SET TASK:
Copy out the entries below precisely; nothing is to be omitted.

Records from a data source:
= = = = =

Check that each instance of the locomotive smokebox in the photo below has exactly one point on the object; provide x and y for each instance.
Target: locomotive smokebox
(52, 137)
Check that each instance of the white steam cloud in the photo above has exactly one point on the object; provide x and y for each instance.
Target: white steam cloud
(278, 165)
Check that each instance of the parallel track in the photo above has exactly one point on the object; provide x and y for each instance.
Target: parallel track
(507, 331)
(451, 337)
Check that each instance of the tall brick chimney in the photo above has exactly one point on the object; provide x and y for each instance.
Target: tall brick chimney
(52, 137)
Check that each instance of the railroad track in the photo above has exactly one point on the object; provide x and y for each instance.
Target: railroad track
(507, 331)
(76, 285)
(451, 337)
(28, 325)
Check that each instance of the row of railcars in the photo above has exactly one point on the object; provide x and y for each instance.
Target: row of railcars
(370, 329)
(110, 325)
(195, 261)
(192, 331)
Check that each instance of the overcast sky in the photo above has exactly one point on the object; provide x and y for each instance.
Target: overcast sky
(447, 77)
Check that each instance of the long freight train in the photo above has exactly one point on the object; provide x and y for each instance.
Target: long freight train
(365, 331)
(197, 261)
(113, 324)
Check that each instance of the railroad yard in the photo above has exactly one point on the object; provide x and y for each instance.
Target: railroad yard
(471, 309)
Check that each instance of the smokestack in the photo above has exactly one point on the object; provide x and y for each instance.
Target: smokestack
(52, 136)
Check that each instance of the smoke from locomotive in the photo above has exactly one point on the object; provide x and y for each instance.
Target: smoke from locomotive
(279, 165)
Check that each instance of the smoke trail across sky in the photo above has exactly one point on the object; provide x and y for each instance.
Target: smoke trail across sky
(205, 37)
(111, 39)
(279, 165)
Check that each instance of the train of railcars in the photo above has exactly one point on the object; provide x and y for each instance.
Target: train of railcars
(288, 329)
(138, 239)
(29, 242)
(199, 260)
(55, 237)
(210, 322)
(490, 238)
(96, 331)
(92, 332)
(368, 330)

= = = = =

PROBLEM SOLUTION:
Check that each instance of the locomotive smokebox in the photo below has exactly one point on the object; provide x and y for each instance.
Target: locomotive smokebox
(52, 137)
Check that each instance of the white steam cloud in the photo above has exactly one point on the object; provide x and y for each instance.
Target: white steam cloud
(278, 165)
Check that each instance of the parallel track in the photo above has exactly one point on the object; provide x and y for each instance.
Target: parallel track
(507, 331)
(451, 337)
Check that each instance of the tall brick chimney in the photo above has exactly one point on the object; provide x and y for each instance.
Target: tall brick chimney
(52, 137)
Check that each instance of the railroad track in the photo above has exactly one point on the object; provide x and y for each instance.
Target: railroad track
(507, 331)
(76, 285)
(451, 337)
(28, 325)
Check that each instance of the row of railcars in the photo above has exactly one point on the object; provide x and y for each instance.
Target: row of railcars
(370, 329)
(110, 325)
(195, 261)
(192, 331)
Check that each instance of the overcast sky in the photo above has exactly one point on the object; provide x and y for each instance.
Target: overcast sky
(447, 77)
Check that each instance of the long freight train in the photo above has exactly one point on the object; provide x and y for each instance.
Target: long freight train
(365, 331)
(197, 261)
(113, 324)
Check that each instance of the railroad yard in the photo above has exactly one point on the object; provide x and y for each instance.
Target: railroad yard
(471, 309)
Check that each instance of the smokestack in the photo above has exactly one point on the object; provide x and y for each instance.
Target: smokestack
(52, 136)
Check that each instance of the smoke from locomotive in the photo above has exactly one point on the object; provide x and y for each instance.
Target: smoke from locomotive
(279, 165)
Check that each instance of the smoke trail across sky in the photo above has exactly one point on the object; provide x and y for each instance.
Target: smoke trail across sky
(205, 37)
(111, 39)
(279, 165)
Check that each instance of the train of railcars in the photo above has exactly one point on the object; provide x and y for each instance.
Target: train of railcars
(288, 329)
(138, 239)
(29, 242)
(199, 260)
(55, 237)
(210, 322)
(490, 238)
(96, 331)
(92, 332)
(368, 330)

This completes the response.